Extract to read.
==*==

Specifically regarding compensating for curvature, the projector may be used to scan, e.g., known shapes, patterns and/or lines onto a surface and any described multi-pixel sensing system may be operated ‘synchronously’ to capture an image to correlate. The captured images may be used to compute a 3-D surface profile. The profile information may then be used to create a correction function, e.g., look-up table, for images projected onto that surface.

FIG. 1 shows the display device 1 comprising a projector 2, sensor systems 3 and 4, light source 5 associated with output optics 5a and light source 6 associate with output optics 6a. (Alternatively, the sensor systems 3 and 4 may be combined such that a single sensor 7a or 7b with optional anti-distortion processor AD1, AD2 can be shared for both presence and touch sensing. This is shown by the dashed lines in FIG. 1, particularly in relation to the anti-distortion units AD1 and AD2 which may be comprised in the sensor system(s) or in the controller C). FIG. 1 further shows that the light source 6 projects a first light distribution d1 over the displayed image Im, and light source 5 projects a second distribution d2 ′ over the first distribution. The first distribution is preferably less than about 3 mm from the surface where the image is displayed and the second distribution d2 may be about 1 to about 2 cm above the first distribution. (FIG. 1 further shows that a further distribution, or any number of further distributions d3, may be used to allow detections at different levels above the displayed image).

Regarding the user interface, FIG. 1 shows that a finger f may be detected touching the displayed image on the basis of sensing light from the first distribution d1. Similarly, presence of the finger f in the distribution d2 may be detected, and this applies further to any further distributions d3. Thus, the user may be able to control the device by “touching” at different levels. Furthermore, detection using the distribution d2 can be used to protect proximity or approach towards the displayed image. In more detail, regarding the equations shown in FIG. 1, the difference between two positions such as p1 and p2, which positions are detectable by sensors 7a and 7b if these are multi-pixel sensors, may result in the selection of a function to be performed by the controller c. The positions may be locations of touch or presence in one particular distribution or may be locations in different distributions. In this way, a versatile user interface may be provided such that, for example, the user can control the device in a joystick-like manner by using his finger, a stylus, pen, etc.

FIG. 2 shows an embodiment of a display device 11 with corresponding elements as described above in relation to FIG. 1. Specifically, FIG. 2 shows that the combination of light source 5 (with any required output optics 5a) and sensor 7a may be provided in the form of a transceiver, including, e.g., a laser and camera. Moreover, the embodiment of FIG. 2 illustrates that the second optical distribution d2 may be a three-dimensional volume such as a cone. As with FIG. 1, sensors 7a and 7b may detect light reflected or scattered from an object such as finger f. Particularly in the case where the sensor 7a is a low resolution sensor such as a single pixel sensor, the embodiment of FIG. 2 may provide a less complex apparatus when it is merely required to detect whether or not an object is near, i.e., proximate to a displayed image, whether this is for allowing power management, an improved user-interface or even for safety (e.g., if any light source such as that of the projector is a laser). This may be achieved by detecting the intensity of light scattered from an object. A suitable action taken by the controller c in response to such a detection may be to turn on any element of the device 11, such as the light source 6 and/or projector 2 (in particular the light source of the projector). For example, the touch sensing system may be disabled when a user is not interacting with the display device.

==*==

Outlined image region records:
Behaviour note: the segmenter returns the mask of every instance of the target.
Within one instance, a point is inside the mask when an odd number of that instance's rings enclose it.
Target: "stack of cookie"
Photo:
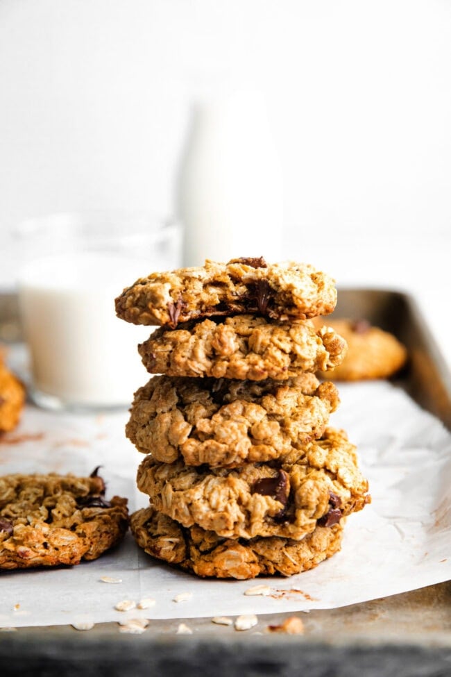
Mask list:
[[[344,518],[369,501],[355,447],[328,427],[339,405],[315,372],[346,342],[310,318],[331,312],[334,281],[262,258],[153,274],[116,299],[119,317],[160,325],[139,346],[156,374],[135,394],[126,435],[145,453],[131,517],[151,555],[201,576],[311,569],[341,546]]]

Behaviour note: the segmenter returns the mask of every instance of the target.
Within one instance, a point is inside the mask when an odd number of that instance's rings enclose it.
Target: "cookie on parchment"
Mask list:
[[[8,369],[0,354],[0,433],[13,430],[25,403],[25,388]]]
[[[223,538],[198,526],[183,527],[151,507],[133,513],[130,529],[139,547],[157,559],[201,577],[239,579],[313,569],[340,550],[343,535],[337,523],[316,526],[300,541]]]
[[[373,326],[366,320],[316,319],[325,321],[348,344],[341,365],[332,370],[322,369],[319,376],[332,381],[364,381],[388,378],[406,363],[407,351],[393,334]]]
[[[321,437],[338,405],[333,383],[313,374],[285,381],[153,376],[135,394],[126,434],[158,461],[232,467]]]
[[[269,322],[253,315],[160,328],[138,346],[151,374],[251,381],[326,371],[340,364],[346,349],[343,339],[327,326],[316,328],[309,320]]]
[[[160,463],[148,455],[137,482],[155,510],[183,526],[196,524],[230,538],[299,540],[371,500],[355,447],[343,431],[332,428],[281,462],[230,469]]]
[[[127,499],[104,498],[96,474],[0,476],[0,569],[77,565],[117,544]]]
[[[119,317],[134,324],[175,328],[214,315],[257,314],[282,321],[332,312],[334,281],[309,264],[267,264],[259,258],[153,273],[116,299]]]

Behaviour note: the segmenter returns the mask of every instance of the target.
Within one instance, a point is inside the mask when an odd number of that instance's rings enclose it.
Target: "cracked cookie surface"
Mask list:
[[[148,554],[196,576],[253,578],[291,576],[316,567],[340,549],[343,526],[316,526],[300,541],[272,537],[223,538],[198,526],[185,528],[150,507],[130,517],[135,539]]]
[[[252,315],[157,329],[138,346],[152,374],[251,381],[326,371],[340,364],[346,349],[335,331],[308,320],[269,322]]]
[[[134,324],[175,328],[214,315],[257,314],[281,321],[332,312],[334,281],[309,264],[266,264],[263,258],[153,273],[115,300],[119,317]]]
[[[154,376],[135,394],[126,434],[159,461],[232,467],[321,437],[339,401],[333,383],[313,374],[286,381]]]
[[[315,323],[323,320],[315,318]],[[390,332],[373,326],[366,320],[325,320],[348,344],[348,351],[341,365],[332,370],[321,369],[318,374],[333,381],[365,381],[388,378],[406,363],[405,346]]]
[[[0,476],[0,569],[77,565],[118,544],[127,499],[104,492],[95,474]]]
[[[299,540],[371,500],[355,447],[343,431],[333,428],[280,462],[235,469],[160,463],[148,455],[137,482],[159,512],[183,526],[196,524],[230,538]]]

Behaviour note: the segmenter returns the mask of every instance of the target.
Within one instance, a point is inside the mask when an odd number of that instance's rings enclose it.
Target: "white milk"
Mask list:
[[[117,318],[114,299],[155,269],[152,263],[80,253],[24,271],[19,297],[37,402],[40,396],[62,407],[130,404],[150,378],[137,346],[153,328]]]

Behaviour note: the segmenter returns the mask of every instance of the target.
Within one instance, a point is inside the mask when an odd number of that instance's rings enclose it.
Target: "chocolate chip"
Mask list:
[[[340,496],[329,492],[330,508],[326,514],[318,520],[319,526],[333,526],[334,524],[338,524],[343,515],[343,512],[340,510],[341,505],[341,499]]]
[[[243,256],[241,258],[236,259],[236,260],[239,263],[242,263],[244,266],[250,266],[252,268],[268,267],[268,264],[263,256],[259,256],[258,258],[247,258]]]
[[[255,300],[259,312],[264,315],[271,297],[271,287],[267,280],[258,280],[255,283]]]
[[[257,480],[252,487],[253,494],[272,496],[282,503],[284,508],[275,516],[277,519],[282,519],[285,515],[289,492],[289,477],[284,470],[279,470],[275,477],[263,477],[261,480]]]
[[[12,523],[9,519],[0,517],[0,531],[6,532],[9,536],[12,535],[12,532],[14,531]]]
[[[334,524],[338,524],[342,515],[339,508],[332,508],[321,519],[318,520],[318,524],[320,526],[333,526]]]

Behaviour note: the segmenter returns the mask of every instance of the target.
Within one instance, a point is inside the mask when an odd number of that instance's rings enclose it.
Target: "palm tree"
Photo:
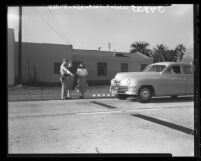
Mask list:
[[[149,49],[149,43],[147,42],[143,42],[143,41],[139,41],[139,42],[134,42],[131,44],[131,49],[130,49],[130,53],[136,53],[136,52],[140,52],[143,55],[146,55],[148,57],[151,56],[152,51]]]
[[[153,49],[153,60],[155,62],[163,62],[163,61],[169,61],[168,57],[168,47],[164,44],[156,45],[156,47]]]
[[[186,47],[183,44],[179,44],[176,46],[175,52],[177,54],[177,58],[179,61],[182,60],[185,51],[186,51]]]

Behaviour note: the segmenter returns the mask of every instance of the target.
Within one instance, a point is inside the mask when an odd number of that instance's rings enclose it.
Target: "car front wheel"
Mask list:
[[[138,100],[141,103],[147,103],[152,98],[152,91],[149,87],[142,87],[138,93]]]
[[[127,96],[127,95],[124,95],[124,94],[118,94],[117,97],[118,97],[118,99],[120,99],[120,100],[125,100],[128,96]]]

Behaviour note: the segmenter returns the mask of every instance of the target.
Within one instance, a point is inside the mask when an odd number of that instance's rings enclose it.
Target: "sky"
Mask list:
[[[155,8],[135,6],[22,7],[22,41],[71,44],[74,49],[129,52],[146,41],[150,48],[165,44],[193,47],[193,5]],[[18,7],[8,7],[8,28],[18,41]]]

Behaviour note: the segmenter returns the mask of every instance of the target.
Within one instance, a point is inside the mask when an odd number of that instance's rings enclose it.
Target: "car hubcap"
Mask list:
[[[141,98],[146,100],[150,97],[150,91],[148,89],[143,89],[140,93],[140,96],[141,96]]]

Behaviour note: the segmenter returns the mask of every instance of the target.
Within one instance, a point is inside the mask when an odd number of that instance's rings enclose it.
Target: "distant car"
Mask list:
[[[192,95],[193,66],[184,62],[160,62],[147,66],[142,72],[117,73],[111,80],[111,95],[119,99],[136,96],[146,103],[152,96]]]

==*==

Problems to work on.
1. Based on the text about the projected display device, say whether each statement agrees with it. Answer yes or no for each, and quote the words of the text that decide it. (a) The first light distribution is preferably less than about 3 mm from the display surface. (b) In FIG. 2, the second optical distribution may be a cone. (c) Light source 5 projects the first light distribution d1.
2. In the text about the projected display device, what may the 3-D surface profile information be used to create?

Outputs in order.
1.
(a) Yes: "The first distribution is preferably less than about 3 mm from the surface where the image is displayed"
(b) Yes: "the second optical distribution d2 may be a three-dimensional volume such as a cone"
(c) No: "the light source 6 projects a first light distribution d1 over the displayed image Im"

2. A correction function, such as a look-up table, for images projected onto that surface.